## What is needed
Could every entry be set down once more, exactly as given?
[[ Available data open ]]
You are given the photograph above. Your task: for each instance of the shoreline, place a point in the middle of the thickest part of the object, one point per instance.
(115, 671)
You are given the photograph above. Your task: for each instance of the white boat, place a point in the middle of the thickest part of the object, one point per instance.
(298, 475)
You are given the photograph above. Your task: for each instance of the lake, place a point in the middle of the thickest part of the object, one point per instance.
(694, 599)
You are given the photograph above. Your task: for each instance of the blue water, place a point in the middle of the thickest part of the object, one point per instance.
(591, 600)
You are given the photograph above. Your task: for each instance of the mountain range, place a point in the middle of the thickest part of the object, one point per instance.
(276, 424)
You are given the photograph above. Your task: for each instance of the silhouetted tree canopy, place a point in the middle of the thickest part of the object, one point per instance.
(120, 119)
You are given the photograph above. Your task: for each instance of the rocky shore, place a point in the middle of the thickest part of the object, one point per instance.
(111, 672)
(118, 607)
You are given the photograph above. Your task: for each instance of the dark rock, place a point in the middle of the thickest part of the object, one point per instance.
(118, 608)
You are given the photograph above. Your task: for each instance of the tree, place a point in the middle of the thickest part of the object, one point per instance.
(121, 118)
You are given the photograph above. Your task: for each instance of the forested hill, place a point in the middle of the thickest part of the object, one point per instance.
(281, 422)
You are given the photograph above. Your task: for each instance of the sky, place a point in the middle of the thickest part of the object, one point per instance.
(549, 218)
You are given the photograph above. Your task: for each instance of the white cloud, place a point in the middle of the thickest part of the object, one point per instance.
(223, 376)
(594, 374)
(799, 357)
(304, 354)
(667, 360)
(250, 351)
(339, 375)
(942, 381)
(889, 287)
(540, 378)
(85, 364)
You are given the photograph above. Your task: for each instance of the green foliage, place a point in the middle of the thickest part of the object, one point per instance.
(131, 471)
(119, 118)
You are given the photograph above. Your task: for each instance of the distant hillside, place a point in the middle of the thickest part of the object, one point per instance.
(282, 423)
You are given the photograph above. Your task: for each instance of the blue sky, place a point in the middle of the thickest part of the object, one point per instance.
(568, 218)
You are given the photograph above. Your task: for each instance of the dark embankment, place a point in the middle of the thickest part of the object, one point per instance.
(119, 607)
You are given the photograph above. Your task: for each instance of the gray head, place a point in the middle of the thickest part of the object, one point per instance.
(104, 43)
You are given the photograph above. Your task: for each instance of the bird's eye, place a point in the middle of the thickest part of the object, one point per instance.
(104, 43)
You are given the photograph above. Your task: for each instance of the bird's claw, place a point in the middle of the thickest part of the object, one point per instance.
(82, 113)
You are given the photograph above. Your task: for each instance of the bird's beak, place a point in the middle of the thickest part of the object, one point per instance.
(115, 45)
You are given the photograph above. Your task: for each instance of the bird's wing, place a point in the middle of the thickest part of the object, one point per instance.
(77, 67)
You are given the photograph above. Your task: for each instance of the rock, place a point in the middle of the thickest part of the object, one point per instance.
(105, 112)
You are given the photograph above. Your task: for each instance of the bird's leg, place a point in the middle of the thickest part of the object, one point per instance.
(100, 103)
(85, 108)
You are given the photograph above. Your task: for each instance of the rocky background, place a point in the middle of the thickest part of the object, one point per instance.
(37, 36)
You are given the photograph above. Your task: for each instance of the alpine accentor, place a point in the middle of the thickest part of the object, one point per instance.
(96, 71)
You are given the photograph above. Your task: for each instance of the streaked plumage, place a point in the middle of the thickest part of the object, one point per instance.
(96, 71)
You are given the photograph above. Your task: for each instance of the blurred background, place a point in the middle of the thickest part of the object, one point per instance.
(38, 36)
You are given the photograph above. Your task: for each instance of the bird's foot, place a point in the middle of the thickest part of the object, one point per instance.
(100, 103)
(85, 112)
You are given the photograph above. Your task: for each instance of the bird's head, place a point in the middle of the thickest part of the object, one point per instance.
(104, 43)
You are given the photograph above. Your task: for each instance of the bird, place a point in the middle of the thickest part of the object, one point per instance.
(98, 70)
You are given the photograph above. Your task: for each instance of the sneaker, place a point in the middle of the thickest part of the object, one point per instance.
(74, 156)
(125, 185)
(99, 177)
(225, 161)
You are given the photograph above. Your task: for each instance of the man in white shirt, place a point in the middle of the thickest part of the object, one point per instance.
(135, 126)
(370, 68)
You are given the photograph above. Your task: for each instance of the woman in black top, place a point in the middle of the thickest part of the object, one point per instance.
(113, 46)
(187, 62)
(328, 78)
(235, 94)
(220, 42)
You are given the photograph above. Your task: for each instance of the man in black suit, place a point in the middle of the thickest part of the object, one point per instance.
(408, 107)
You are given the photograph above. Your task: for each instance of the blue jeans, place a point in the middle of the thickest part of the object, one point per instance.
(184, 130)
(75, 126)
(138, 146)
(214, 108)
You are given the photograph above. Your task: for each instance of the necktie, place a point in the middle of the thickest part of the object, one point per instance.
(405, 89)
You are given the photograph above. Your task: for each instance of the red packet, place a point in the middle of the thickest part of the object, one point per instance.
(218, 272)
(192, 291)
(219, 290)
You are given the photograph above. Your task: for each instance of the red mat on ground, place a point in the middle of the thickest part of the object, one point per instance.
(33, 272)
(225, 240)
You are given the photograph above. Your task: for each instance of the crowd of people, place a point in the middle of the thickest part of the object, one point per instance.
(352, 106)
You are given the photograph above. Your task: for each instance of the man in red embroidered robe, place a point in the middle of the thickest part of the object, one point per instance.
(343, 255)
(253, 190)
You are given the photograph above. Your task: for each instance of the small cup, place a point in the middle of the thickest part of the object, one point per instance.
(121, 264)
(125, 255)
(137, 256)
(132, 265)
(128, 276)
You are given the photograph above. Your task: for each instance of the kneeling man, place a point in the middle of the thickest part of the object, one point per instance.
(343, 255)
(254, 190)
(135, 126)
[[ Available data closed ]]
## Result of this task
You are given the photograph above. Your task: for each instance of the shoreline, place a point in the middle of the thickest part of the object, one point per instance.
(115, 671)
You are given the photograph above. Your task: for each instance of the white boat, place a point in the middle of the thickest part of the object, one point per instance.
(298, 475)
You are given the photograph above. Your task: for each instance of the lake, place a point in the middle of the thickest part of the object, one point per instance.
(694, 599)
You are given the photograph above. Your task: for each instance of the blue water, place a point in the middle of the thickest part of the object, one point per instance.
(591, 600)
You are given the photograph above. Your task: for each instance of the mountain range, place a point in the middle of the thickest part of the object, one point per instance.
(276, 424)
You are given the photograph above. Your task: for each instance of the silhouetted tree canopy, place a point in the middle of the thickest part of the object, one point per instance.
(120, 119)
You are given the photograph above. Your task: for each instance of the rocky shore, place a point in the middle of the thickest part of the object, one point per instance.
(111, 672)
(118, 607)
You are given the photograph above. Your task: for each instance of the dark rock, place a point in the middle of the thickest part of the object, one point per instance.
(118, 608)
You are given the photograph above. Your task: for each instance of the tree, place a point in the middle of the thickest part of the object, one point per instance.
(121, 118)
You are given the photograph above. Your task: for each instance of the forested hill, place a point in the middle of the thickest part of the object, one point per instance.
(281, 422)
You are given the photograph above. Your task: for each instance of the sky, place a point in the middle of the thickest part of the object, one point per instance.
(549, 218)
You are given the photograph above. Your task: for each instance of the white cloud, place a point in the middle of the thickest part of the object, one point per instance.
(223, 376)
(594, 374)
(799, 357)
(304, 354)
(667, 360)
(250, 351)
(339, 375)
(942, 381)
(889, 287)
(540, 378)
(85, 364)
You are given the photograph above. Your task: for each instance of the green foliage, place a point in the middle of the thickest part of the object, one point per instance.
(131, 471)
(119, 118)
You are given the photograph above. Your task: for each instance of the distant hillside, place a point in the middle of the thickest part of the object, one point per instance.
(282, 423)
You are given the photograph above. Your task: for each instance of the blue sky, place a point in the middle of the thickest part of the object, one point per instance.
(568, 218)
You are given the photograph above. Your task: for each instance of the dark embankment, place a point in the middle of the thickest part of the object, one point per instance.
(119, 607)
You are given the photograph above. Your task: for each instance of the gray head, place a point in the middle of the thickest part of the object, one point per instance.
(104, 43)
You are given the photograph above. Your task: for each instance of the bird's eye, place a point in the middle of the thickest part of the object, one point per instance.
(104, 43)
You are given the photograph above. Your task: for each instance of the bird's claw, place a point in the middle of the thickest part of the object, one point per instance.
(82, 113)
You are given the photograph above. Your task: for each instance of the bird's beak, place a point in the middle of the thickest part of the object, one point per instance.
(115, 45)
You are given the photograph above. Your task: for each instance of the bird's wing, place a point in the middle of the thickest part of the object, one point per instance.
(77, 67)
You are given the photograph above. Your task: for each instance of the rock, place a point in the middle of the thickest part of the object, one point per instance.
(105, 112)
You are given the photograph above. Your task: for each instance of the bird's leg, place a point in the middle of the thickest part of the object, one point per instance.
(100, 103)
(85, 108)
You are given the photograph above. Your task: for each instance of the rocky background, place a point in the middle of the thickest part of the object, one point per instance.
(37, 36)
You are given the photograph above. Your task: for each instance of the alpine accentor, place a point in the middle of the thickest part of the object, one point per instance.
(96, 71)
You are given the photograph above. Your task: for each instance of the streaked plumage, place a point in the middle of the thickest part of the object, one point per instance.
(96, 71)
You are given the photograph above. Your task: for each instance of the blurred background, place a point in the middle of the thickest part of the object, one point per instance.
(38, 36)
You are given the photograph above. Your task: for each instance of the bird's foot, place a point in the middle of the thickest part of the object, one point per instance.
(100, 103)
(85, 112)
You are given the photograph above. Your task: for each instance of the bird's head, place a point in the middle of the thickest part of the object, one point per instance.
(104, 43)
You are given the photograph above. Your task: for each instance of the bird, place a point in the middle of the thickest part of the object, one point per instance.
(98, 70)
You are given the photograph above. Your task: for each instance of the sneaker, place a point in the middle of the thickest part of the object, one point per instance.
(74, 156)
(125, 185)
(99, 177)
(225, 161)
You are given the photograph above. Your task: for each instance of the man in white shirt, place a point in the middle of the thickest part of the object, one point per instance.
(135, 126)
(370, 68)
You are given the photograph above. Your task: for each instance of the woman in black top, place a point in the middle of the thickest part of the object, one point per instance.
(113, 46)
(187, 62)
(328, 78)
(235, 94)
(220, 42)
You are given the photograph above. Your task: for each instance of the man in black suit, place a point in the middle of the thickest part of the object, one point per instance.
(408, 107)
You are given the photograph above. Your task: for each instance of the blue jeans, place a point in the middle of the thickest part of the object, one point per instance.
(184, 130)
(75, 126)
(138, 146)
(214, 108)
You are given the photograph above. Your task: for each instance of the necktie, place a point in the middle of the thickest part of the object, one point per instance.
(405, 89)
You are given the photograph above. Your task: for each instance of the red packet, place a point in the middle of the thickest part of the object, one point per instance.
(218, 272)
(192, 291)
(219, 290)
You are given the photograph above. Your task: for each instance of the red mat on ground, place a point in the middle of the thickest part of the object, one point per instance.
(33, 272)
(225, 240)
You are given the photograph above. Your task: for each instance of the crowd of people, place a point in the middle of the thickest part of the object, one point per instance.
(352, 106)
You are given the photograph above. Your task: for each instance of the man in red embroidered robe, place a point in the middle of the thickest part of the object, one point per instance.
(343, 255)
(253, 190)
You are given the photograph above. Your task: for each instance of the small cup, place a point in the middle of the thickest part of the object, one point per instance.
(121, 264)
(125, 255)
(137, 256)
(132, 265)
(128, 276)
You are given the photograph above. Your task: for each instance of the kneeling man, place a point in the middle of the thickest part of the object, one point per instance.
(343, 255)
(254, 190)
(135, 126)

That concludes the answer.